[Region pointing data]

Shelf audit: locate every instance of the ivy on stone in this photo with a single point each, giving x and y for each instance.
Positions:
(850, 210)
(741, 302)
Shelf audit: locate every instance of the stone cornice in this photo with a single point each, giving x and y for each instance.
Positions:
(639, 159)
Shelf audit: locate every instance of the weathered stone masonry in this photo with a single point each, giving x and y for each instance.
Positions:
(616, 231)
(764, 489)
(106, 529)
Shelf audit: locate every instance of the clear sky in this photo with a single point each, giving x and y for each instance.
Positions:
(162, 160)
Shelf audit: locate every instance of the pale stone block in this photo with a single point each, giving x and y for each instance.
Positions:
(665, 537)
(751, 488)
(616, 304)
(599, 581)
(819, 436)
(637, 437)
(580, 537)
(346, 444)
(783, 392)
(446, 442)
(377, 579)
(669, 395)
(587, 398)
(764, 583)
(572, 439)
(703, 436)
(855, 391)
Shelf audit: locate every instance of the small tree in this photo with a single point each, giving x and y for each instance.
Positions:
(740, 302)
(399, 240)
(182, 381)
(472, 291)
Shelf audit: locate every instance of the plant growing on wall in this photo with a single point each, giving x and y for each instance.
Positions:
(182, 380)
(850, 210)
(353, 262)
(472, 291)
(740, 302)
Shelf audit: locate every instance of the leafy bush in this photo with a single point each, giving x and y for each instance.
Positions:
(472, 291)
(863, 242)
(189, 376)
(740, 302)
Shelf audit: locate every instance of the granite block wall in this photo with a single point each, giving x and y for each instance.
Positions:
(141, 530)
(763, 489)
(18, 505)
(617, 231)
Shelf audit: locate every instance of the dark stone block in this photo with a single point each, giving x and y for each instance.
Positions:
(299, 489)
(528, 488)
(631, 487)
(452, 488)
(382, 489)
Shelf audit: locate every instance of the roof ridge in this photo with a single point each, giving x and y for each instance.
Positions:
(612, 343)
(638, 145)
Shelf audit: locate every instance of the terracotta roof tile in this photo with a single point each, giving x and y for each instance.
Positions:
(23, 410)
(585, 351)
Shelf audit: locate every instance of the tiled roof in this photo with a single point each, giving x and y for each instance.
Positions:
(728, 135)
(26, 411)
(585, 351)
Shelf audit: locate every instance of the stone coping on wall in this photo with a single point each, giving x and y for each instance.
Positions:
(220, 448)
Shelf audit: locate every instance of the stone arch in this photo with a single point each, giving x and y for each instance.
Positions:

■ **Brief**: Select every line in the records above that contains the word "stone".

■ **Output below**:
Shelf audit: locate every instance of the ivy on stone in this photo with a single point each, giving x and y for each instance.
Shelf audit: locate every instance of the stone cornice in this photo with a single point each, giving x and y for each instance.
Shelf audit: locate every instance of the weathered stone masonry in this photo with a single point each, giving x and y for each instance.
Shelf audit: locate every instance of the pale stone block in this photo with a single point each, giving x and y for each instance.
Shelf audit: locate every instance of the dark stone block in this photo with a single point each, giving x and y for each instance.
Shelf audit: locate every instance of the stone coping on wall in this photo with a single point each, giving x and y for each instance.
Shelf audit: locate every instance of the stone arch in this photo with a single point each, giving x and y for each instance.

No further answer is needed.